Exercise task
The line containing "mark: the green leaf, one point per instance" and every line after it, through the last, are to be extracted exactly; no other lines belong in the answer.

Point-based annotation data:

--

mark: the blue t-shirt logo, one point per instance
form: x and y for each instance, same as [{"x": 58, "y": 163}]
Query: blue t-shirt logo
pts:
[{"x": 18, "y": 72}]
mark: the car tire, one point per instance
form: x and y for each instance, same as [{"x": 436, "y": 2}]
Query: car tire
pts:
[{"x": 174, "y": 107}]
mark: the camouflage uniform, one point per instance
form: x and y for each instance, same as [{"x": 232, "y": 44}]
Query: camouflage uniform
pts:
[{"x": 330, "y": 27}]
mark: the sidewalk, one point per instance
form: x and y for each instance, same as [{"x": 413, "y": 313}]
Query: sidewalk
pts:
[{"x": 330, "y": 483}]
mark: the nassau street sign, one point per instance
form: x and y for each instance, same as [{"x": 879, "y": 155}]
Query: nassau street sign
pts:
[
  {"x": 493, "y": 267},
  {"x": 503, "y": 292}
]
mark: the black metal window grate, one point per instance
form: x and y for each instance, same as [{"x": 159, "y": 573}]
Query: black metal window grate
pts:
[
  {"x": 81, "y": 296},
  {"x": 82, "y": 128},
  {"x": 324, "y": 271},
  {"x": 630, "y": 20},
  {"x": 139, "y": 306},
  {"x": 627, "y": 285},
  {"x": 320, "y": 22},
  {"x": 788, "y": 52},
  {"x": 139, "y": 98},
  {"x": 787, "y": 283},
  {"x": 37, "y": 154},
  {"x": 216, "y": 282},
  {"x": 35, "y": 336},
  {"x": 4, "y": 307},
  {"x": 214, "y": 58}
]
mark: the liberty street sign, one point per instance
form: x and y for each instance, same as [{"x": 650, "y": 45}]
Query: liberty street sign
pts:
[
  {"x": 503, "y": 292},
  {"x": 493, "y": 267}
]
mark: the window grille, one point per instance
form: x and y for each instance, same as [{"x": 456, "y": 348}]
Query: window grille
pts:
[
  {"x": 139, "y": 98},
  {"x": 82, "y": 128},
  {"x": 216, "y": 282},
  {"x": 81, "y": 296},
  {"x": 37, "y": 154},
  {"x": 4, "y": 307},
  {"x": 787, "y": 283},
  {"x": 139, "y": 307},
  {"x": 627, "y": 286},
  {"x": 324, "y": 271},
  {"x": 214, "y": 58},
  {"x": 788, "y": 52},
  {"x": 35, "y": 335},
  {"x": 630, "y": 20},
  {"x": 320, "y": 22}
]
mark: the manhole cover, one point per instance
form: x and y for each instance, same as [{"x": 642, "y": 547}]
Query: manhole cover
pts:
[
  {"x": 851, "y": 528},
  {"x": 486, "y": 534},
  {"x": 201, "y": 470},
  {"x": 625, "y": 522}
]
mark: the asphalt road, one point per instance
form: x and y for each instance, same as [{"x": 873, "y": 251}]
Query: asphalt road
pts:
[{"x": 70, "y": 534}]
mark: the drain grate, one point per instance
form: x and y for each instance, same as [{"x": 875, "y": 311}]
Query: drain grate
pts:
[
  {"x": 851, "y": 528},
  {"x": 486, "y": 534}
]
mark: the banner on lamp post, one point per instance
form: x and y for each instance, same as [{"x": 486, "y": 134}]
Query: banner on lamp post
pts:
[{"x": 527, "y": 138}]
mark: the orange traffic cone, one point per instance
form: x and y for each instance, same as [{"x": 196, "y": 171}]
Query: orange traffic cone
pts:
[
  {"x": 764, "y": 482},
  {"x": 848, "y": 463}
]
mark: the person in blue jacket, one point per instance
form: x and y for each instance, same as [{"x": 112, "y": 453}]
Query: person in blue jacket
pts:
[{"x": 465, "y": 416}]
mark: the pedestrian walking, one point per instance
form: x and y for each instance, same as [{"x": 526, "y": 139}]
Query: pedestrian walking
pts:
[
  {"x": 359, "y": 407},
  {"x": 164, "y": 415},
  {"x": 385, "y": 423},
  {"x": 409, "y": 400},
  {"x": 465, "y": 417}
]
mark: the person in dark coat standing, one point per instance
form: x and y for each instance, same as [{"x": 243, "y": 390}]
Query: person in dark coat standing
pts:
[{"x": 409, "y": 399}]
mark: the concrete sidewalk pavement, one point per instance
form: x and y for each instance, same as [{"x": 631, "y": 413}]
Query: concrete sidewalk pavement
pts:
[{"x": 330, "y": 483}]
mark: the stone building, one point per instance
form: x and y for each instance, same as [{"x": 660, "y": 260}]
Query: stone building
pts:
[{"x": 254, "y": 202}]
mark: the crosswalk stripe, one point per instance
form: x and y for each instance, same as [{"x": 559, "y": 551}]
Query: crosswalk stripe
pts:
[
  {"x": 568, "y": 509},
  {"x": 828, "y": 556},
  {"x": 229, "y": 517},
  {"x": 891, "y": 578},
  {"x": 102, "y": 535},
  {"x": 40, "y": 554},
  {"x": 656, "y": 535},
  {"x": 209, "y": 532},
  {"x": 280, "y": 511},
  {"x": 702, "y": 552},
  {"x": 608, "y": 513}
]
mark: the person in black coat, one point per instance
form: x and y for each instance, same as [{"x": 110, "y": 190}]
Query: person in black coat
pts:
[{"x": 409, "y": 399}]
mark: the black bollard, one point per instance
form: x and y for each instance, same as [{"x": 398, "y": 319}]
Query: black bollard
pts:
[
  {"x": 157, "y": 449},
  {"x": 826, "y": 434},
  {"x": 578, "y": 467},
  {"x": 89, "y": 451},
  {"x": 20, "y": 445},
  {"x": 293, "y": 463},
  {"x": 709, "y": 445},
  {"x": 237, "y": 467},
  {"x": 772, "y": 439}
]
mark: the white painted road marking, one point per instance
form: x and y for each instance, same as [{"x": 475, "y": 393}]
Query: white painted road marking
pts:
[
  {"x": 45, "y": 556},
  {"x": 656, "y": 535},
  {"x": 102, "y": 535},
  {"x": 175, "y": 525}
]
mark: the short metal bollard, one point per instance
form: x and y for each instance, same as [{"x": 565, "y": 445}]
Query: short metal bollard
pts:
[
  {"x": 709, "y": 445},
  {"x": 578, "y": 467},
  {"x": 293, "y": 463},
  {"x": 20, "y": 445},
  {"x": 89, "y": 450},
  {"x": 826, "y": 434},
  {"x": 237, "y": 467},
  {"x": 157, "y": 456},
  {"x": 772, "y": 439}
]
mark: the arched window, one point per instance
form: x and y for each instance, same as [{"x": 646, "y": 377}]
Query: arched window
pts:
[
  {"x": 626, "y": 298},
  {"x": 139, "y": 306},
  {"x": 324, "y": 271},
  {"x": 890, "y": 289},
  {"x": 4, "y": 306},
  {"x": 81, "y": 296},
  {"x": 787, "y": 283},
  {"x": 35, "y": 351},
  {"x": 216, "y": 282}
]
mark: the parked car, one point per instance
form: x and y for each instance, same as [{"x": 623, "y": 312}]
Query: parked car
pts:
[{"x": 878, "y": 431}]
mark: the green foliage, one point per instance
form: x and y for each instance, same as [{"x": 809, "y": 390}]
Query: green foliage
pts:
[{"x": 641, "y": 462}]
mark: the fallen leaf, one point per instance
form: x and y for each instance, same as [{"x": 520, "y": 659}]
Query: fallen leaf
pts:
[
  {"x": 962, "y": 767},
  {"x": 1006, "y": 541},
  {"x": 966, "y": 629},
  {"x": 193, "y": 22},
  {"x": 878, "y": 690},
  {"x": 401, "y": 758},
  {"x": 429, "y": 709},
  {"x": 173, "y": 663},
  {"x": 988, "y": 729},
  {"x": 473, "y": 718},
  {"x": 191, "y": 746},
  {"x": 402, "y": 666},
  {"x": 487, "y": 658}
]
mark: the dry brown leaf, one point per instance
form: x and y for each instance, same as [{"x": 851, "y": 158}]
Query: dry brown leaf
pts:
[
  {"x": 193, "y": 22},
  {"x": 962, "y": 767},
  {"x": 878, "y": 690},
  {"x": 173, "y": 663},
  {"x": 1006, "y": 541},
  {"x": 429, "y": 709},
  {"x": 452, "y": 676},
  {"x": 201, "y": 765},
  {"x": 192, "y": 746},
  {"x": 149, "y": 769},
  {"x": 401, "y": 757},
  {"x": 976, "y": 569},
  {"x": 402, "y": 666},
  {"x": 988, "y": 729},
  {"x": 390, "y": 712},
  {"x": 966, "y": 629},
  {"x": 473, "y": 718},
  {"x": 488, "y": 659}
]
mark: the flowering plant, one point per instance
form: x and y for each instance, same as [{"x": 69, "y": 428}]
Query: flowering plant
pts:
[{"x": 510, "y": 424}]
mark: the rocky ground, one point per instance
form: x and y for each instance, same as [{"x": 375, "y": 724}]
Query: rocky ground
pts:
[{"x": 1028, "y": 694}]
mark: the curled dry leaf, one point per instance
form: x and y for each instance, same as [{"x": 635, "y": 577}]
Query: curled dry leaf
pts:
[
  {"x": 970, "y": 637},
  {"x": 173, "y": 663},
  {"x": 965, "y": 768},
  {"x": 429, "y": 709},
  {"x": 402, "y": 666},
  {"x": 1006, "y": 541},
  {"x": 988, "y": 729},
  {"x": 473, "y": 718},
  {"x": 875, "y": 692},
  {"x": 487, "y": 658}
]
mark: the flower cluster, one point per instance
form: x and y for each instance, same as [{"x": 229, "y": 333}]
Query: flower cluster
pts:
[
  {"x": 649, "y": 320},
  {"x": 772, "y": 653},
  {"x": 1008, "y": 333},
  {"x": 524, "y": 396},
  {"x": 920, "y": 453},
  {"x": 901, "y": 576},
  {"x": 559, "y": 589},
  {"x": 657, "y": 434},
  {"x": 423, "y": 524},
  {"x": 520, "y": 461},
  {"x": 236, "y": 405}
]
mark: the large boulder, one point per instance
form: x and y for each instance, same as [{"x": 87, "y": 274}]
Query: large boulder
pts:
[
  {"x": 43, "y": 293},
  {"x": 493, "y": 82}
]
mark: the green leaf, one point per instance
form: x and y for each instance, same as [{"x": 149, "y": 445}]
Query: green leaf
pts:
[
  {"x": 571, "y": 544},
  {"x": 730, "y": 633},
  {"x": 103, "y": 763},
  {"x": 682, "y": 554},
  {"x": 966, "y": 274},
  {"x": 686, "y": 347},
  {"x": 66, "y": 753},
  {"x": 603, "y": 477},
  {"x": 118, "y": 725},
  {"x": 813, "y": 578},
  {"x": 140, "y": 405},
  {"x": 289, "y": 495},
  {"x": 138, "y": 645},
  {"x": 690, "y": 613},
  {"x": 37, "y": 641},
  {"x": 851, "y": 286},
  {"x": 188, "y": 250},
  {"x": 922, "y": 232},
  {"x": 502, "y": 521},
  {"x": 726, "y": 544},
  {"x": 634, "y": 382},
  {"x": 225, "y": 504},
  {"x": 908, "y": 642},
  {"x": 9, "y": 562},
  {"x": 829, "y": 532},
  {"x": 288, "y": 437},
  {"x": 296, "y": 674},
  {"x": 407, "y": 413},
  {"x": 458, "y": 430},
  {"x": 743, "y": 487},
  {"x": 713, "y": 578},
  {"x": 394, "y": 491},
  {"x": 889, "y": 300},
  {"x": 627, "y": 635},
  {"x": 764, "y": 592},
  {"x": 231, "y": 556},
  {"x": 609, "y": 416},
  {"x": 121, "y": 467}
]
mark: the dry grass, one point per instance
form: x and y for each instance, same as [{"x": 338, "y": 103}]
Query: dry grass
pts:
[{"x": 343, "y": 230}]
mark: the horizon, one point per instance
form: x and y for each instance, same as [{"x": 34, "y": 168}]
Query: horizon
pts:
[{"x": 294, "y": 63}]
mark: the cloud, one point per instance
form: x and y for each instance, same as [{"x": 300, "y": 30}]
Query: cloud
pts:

--

Answer for this exercise
mark: the green leaf, one point per instance
form: x and y for each instance, same as [{"x": 149, "y": 445}]
Query: green leaf
pts:
[
  {"x": 571, "y": 544},
  {"x": 730, "y": 633},
  {"x": 103, "y": 763},
  {"x": 682, "y": 554},
  {"x": 966, "y": 274},
  {"x": 686, "y": 347},
  {"x": 66, "y": 753},
  {"x": 603, "y": 477},
  {"x": 118, "y": 725},
  {"x": 813, "y": 578},
  {"x": 140, "y": 405},
  {"x": 289, "y": 495},
  {"x": 138, "y": 645},
  {"x": 690, "y": 613},
  {"x": 37, "y": 641},
  {"x": 851, "y": 286},
  {"x": 188, "y": 250},
  {"x": 922, "y": 232},
  {"x": 502, "y": 521},
  {"x": 726, "y": 544},
  {"x": 634, "y": 382},
  {"x": 225, "y": 504},
  {"x": 908, "y": 642},
  {"x": 9, "y": 562},
  {"x": 829, "y": 532},
  {"x": 288, "y": 437},
  {"x": 296, "y": 674},
  {"x": 407, "y": 413},
  {"x": 458, "y": 430},
  {"x": 743, "y": 487},
  {"x": 713, "y": 578},
  {"x": 394, "y": 491},
  {"x": 889, "y": 300},
  {"x": 627, "y": 635},
  {"x": 764, "y": 592},
  {"x": 231, "y": 556},
  {"x": 609, "y": 416},
  {"x": 121, "y": 467}
]
mark: the dry grass, one point per instance
form: x and y for each instance, same as [{"x": 338, "y": 103}]
Query: dry grass
pts:
[{"x": 343, "y": 230}]
mark: the horizon, one point per instance
form: x and y for each instance, same as [{"x": 34, "y": 168}]
Query: horizon
pts:
[{"x": 294, "y": 63}]
mark: the cloud, one point per instance
form: x and y for each instance, same as [{"x": 300, "y": 30}]
Query: cloud
pts:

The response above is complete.